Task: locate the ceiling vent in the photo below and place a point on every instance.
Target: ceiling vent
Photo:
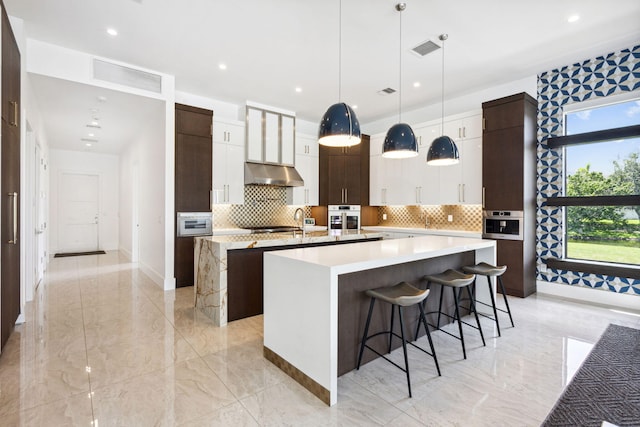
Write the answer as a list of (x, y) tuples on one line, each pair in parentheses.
[(425, 48), (126, 76), (386, 91)]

◆ ◆ ◆ ◆

- DIRECTIONS FOR THIS TASK:
Set down every entry above without alteration, but print no images.

- RESULT FOR THIS EXERCISE:
Task: locate the ceiling vent in the photo below and place a point on every instance.
Target: ceiling vent
Photo:
Write the answer as a list of (x, y) tuples on one line, each pair in parentheses.
[(425, 48), (126, 76), (386, 91)]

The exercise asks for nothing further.